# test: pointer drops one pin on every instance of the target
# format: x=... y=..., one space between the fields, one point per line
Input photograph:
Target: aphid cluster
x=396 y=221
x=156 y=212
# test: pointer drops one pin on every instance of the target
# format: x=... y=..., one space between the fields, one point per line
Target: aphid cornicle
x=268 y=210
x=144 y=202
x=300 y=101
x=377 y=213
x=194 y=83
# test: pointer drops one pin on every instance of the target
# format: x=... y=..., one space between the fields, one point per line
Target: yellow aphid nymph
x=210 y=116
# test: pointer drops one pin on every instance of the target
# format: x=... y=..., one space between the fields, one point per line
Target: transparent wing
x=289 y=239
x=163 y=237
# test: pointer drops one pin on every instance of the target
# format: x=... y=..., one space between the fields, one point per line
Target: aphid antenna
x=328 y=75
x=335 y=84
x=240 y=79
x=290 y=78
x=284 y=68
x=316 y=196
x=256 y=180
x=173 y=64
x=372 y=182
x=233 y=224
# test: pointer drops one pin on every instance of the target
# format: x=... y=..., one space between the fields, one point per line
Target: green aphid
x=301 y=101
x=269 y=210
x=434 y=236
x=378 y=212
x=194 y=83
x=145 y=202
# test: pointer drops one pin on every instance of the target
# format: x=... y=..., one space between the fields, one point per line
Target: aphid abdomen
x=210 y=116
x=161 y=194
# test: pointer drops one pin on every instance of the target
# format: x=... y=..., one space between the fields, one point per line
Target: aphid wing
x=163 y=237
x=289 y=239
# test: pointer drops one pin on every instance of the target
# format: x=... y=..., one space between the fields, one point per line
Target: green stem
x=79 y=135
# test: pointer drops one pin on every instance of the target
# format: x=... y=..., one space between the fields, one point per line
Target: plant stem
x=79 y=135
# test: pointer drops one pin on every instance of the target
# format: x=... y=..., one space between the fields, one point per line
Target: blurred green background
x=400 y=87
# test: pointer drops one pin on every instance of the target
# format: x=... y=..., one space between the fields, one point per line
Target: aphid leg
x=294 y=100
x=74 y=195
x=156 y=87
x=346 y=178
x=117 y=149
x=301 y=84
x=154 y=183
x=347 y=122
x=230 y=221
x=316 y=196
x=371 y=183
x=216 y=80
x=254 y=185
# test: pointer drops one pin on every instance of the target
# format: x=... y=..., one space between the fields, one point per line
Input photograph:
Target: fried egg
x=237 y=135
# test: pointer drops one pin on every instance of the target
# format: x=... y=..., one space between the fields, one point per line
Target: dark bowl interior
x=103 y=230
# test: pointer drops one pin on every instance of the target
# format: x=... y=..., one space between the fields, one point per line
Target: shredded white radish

-*-*-

→ HOW TO COMPLETE THIS TASK: Exact copies of all the records are required.

→ YOUR RESPONSE:
# test: pointer drops one pin on every instance of the target
# format: x=... y=..., one space between the fields, one point per line
Input photograph:
Target: aphid cluster
x=396 y=221
x=156 y=212
# test: pointer drops one pin on every instance of the target
# format: x=... y=..., one space between the fields, one point per line
Target: aphid cornicle
x=268 y=210
x=144 y=202
x=300 y=101
x=377 y=213
x=194 y=83
# test: pointer drops one pin on every instance of the target
# format: x=... y=..., one space between the fields, one point per line
Target: yellow aphid nymph
x=210 y=116
# test: pointer drops one pin on every instance of the target
# format: x=... y=..., one space between the fields, one point per line
Target: transparent wing
x=289 y=239
x=163 y=237
# test: pointer drops one pin on every instance of the target
# format: x=... y=..., one space between the fields, one point per line
Target: aphid antenna
x=328 y=75
x=335 y=84
x=240 y=79
x=290 y=78
x=284 y=68
x=316 y=196
x=256 y=180
x=173 y=64
x=372 y=182
x=233 y=224
# test: pointer drops one pin on every instance of the target
# format: x=... y=..., one space between the fields, one point per line
Target: green aphid
x=301 y=101
x=269 y=210
x=434 y=236
x=378 y=212
x=194 y=83
x=145 y=202
# test: pointer drops one pin on every instance of the target
# format: x=... y=..., one space between the fields, one point per line
Target: aphid abdomen
x=210 y=116
x=161 y=194
# test: pointer drops one pin on every instance of the target
# format: x=... y=..., one space between the fields, one point per line
Target: aphid wing
x=163 y=237
x=289 y=239
# test: pointer drops one pin on every instance of the target
# format: x=... y=..., one space between the fields, one point per line
Target: green stem
x=79 y=135
# test: pointer drops one pin on every instance of the target
# format: x=... y=..., one space between the fields, one point per line
Target: plant stem
x=79 y=135
# test: pointer drops one pin on every instance of the target
# format: x=... y=..., one space between the fields, one point per line
Target: blurred green background
x=400 y=87
# test: pointer drops one pin on every instance of the target
# format: x=... y=..., one space between the fields, one point per line
Target: aphid leg
x=294 y=100
x=74 y=195
x=156 y=87
x=346 y=178
x=117 y=149
x=301 y=84
x=154 y=183
x=347 y=122
x=230 y=221
x=316 y=196
x=371 y=183
x=216 y=80
x=254 y=185
# test: pointer drops one pin on every instance of the target
# format: x=... y=..., one space between the fields, one point per line
Input photograph:
Target: fried egg
x=237 y=135
# test: pointer drops one pin on every instance of the target
# format: x=... y=..., one space between the fields, one point per line
Target: dark bowl interior
x=103 y=230
# test: pointer drops one pin on every instance of the target
# format: x=... y=..., one space between the fields, one point per line
Target: shredded white radish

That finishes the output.